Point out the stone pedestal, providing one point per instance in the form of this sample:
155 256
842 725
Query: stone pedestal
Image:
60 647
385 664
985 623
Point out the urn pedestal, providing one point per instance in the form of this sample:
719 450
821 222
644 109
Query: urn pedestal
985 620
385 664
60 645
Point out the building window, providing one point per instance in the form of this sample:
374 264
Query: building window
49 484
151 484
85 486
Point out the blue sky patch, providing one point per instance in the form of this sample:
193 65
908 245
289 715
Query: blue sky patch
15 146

──────────────────────────────

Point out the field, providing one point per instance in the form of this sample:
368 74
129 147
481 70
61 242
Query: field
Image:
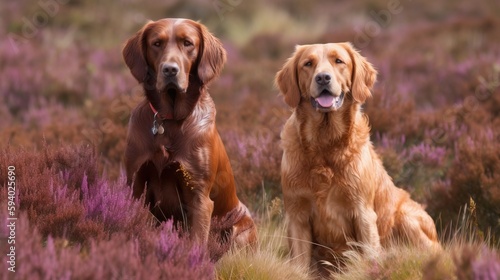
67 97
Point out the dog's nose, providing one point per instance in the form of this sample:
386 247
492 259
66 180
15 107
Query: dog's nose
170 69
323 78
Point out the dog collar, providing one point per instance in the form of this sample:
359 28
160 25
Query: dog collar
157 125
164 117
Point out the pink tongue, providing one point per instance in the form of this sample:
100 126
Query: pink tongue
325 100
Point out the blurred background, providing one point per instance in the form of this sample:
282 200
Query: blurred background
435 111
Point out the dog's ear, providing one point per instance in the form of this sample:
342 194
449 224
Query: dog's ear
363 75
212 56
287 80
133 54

──────────────────────────────

◆ The task ◆
Go through the listing, and whenever a line contains the string "field", copy that line.

◆ Exercise solution ◆
Point out the field, providing one point per instance in the form of this sample:
Query: field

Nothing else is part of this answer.